WRITTEN PROBLEM 1
Reproduce verbatim the part of the test-table risk notes running from "Lots of looking at EXPLAIN, but nothing appears" up to and including "loaded in copy.source.".
WRITTEN PROBLEM 2
Pick up the list of test tables and their risk ratings after its final sentence and extend it.

Table: atest12 privileges.out. Lots of looking at EXPLAIN, but nothing
appears to look into row estimates in detail. Risk:Low
Table: brin_test brin.out.  Test already does VACUUM ANALYZE. Risk:VeryLow
Table: bt_f8_heap btree_index.out, create_index.out. Rows loaded in
copy.source. Nothing appears to look at EXPLAIN. Risk:VeryLow
Table: bt_i4_heap btree_index.out, create_index.out. Rows loaded in
copy.source. Nothing appears to look at EXPLAIN. Risk:VeryLow
Table: bt_name_heap btree_index.out, create_index.out. Rows loaded in
copy.source. Nothing appears to look at EXPLAIN. Risk:VeryLow
Table: bt_txt_heap btree_index.out, create_index.out. Rows loaded in
copy.source. Nothing appears to look at EXPLAIN. Risk:VeryLow
Table: dupindexcols create_index.out. Some looking at EXPLAIN plans,
but nothing appears to look into row estimates in detail. Risk:Low
Table: fast_emp4000 create_am.out, create_index.out, create_misc.out.
Lots of looking at EXPLAIN, but nothing appears to look into row
estimates in detail. Risk:Low
Table: functional_dependencies stats_ext.out. Lots of looking at
EXPLAIN output. Test looks at row estimates. Risk:High
Table: gist_tbl gist.out. Lots of looking at EXPLAIN, but nothing
appears to look into row estimates in detail. Risk:Low
Table: hash_f8_heap hash_index.out. Rows loaded in copy.source.

[Photo labels with bounding boxes]
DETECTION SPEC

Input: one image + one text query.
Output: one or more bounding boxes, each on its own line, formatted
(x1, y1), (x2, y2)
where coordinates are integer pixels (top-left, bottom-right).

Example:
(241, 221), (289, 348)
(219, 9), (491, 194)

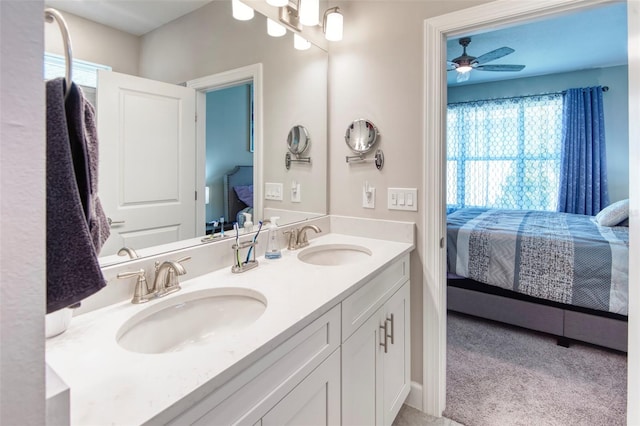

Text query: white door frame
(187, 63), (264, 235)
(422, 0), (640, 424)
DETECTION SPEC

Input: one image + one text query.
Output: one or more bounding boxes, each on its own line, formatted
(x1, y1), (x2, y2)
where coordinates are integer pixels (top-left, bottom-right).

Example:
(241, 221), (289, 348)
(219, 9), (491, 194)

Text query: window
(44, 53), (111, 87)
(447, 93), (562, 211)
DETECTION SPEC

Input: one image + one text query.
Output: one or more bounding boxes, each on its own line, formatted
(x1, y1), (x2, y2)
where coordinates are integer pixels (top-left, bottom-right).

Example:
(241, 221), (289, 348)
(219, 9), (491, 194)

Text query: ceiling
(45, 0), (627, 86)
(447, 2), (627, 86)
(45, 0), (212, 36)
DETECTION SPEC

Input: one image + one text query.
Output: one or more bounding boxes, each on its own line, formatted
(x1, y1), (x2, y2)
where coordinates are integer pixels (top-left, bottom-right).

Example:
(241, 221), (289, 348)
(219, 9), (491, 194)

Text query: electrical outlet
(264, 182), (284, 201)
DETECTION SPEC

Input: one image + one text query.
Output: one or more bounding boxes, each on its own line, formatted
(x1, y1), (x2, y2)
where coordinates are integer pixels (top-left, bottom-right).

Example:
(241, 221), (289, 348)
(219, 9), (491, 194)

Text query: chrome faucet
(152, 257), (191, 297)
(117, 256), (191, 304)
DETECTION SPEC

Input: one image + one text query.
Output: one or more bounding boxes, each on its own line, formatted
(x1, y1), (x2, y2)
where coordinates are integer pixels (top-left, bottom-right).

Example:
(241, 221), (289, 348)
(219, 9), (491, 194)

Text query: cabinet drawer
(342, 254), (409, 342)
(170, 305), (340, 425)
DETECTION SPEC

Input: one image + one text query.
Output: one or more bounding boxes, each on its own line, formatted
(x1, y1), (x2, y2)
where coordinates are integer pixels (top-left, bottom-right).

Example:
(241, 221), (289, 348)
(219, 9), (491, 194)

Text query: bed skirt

RIGHT ANSWER 1
Lots of looking at EXPLAIN, but nothing appears to look into row
estimates in detail. Risk:Low
Table: functional_dependencies stats_ext.out. Lots of looking at
EXPLAIN output. Test looks at row estimates. Risk:High
Table: gist_tbl gist.out. Lots of looking at EXPLAIN, but nothing
appears to look into row estimates in detail. Risk:Low
Table: hash_f8_heap hash_index.out. Rows loaded in copy.source.

RIGHT ANSWER 2
Nothing appears to look at EXPLAIN. Risk:VeryLow
Table: hash_i4_heap hash_index.out. Rows loaded in copy.source.
Nothing appears to look at EXPLAIN. Risk:VeryLow
Table: hash_name_heap hash_index.out. Rows loaded in copy.source.
Nothing appears to look at EXPLAIN. Risk:VeryLow
Table: hash_txt_heap hash_index.out. Rows loaded in copy.source.
Nothing appears to look at EXPLAIN. Risk:VeryLow
Table: kd_point_tbl create_index_spgist.out. Lots of looking at
EXPLAIN, but nothing appears to look into row estimates in detail.
Risk:Low
Table: mcv_lists stats_ext.out. Lots of looking at EXPLAIN, but tests
appear to VACUUM after loading rows. Risk:Low
Table: mcv_lists_arrays stats_ext.out. Nothing appears to look at
EXPLAIN. Risk:VeryLow
Table: mcv_lists_bool stats_ext.out.  Lots of looking at EXPLAIN
output. Test looks at row estimates. Risk:High
Table: ndistinct stats_ext.out.  Lots of looking at EXPLAIN output.
Test looks at row estimates. Only 1000 rows are loaded initially and
then 5000 after a truncate. 1000 rows won't trigger the auto-vacuum.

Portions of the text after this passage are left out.